--- Texte à lire ---

La succession de Mouhamadou Mbodj comme Coordonnateur général du Forum civil du Sénégal était très attendu depuis son rappel à Dieu au mois de mars dernier. Mais comme toujours dans nos organisations politiques et syndicales, la transmission de l’héritage ne semble pas devoir se dérouler de la meilleure des manières. Il faut juste souhaiter que la raison l’emporte sur la passion et sur des ambitions dangereuses pour la survie de cette «institution».
 
En réalité, ce qui est inacceptable et incompréhensible, c’est que Me Moussa Félix Sow (photo) qui était l’adjoint de Mbodj, en arrive (s’il est vraiment candidat) à vouloir prendre la direction du Forum civil. Dans l’absolu, lui et tous les autres membres de l’association ont la dignité qui leur confère le droit de postuler à diriger l’organe. Mais dans le principe, il est évident que Me Sow a perdu cette légitimité fondamentale. Avocat de l’Etat du Sénégal dans plusieurs dossiers judiciaires lourds et complexes, il affaiblirait et discréditerait grandement le FC s’il venait à en prendre la direction.
 
L'éthique et l’action citoyenne désintéressée, marques distinctives du Forum civil sénégalais, lui suggèrent forcément une posture autre que celle qui conduit inéluctablement à la scission d’un instrument d’utilité publique incontestée. Une équipe jeune, indépendante, compétente et crédible apparaît comme l’alternative qui protègera le Forum des appétits d’un pouvoir qui, dans le fond, se passerait bien d’un contre-pouvoir prestigieux à ses basques.
 
La quasi-totalité des leviers qui étaient en mesure d’équilibrer un tantinet les rapports entre les institutions du champ démocratique ont été neutralisés, domestiqués, détruits d’une manière ou d’une autre. L’Ofnac est mort après un seul rapport ; l’IGE appartient de fait au Président de la République ; la Cour des comptes est dépassée ; l’Inspection générale des finances (IGF) obéit au ministre de tutelle ; etc.

--- Matériel fourni ---

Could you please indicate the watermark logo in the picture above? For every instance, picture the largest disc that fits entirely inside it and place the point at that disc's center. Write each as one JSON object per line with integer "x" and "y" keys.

---

> **Exercice à faire**:
Réponds brièvement d'après le texte sur le Forum civil :
1. À quel moment Mouhamadou Mbodj est-il décédé ?
2. Quel poste Me Moussa Félix Sow occupait-il auprès de Mbodj ?
3. À qui l'IGE appartient-elle de fait ?
Pour répondre, sers-toi uniquement du texte sur le Forum civil.

> **Exercice corrigé**:
1. Au mois de mars dernier.
2. Il était son adjoint.
3. Au Président de la République.